*** Opening of PASSAGE TO READ ***

Threatened by the popularity of right-wing political parties such as the National Rally, the centrist ruling party, La République En Marche, and the centre-left Socialist Party are competing in terms of populism.

Besides the 2005 riots that were triggered by the death of two youths of African origin after a police chase as a result of the alleged alarm of a break-in, France has often been in the news over riots and religious protests mainly involving Muslims. It has seen waves of violence since the 2015 terror attacks on the satirical magazine Charlie Hebdo and the shooting at a Jewish school in Toulouse in 2012, which killed seven persons, including three children. Then there was the murder of a French teacher on October 16, 2020. The teacher had angered the assailant as he had shown his students cartoons of the Prophet in a civic education course on freedom of expression. There was also a row over the ban on wearing the hijab. It was raked up recently in the context of the upcoming FIFA Women’s World Cup as a French court upheld the ban on Muslim footballers wearing the hijab.

*** Close of PASSAGE TO READ ***
*** Opening of GIVEN MATERIAL ***

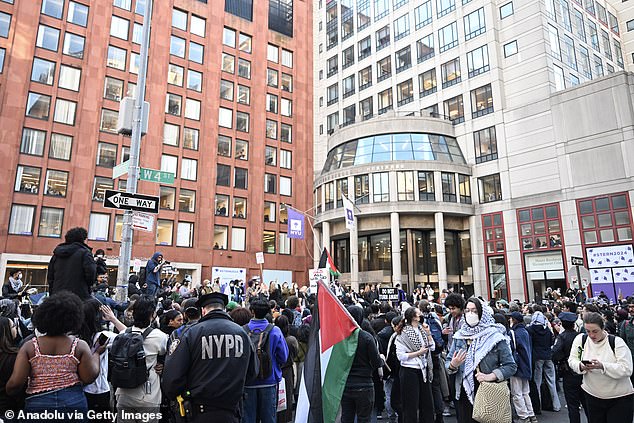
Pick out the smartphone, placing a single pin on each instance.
(103, 338)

*** Close of GIVEN MATERIAL ***

YOUR TASK
From the passage on unrest in France, reproduce the portion that begins at the words "Threatened by the" and stops after "terms of populism.".

ANSWER TO THE EXERCISE
Threatened by the popularity of right-wing political parties such as the National Rally, the centrist ruling party, La République En Marche, and the centre-left Socialist Party are competing in terms of populism.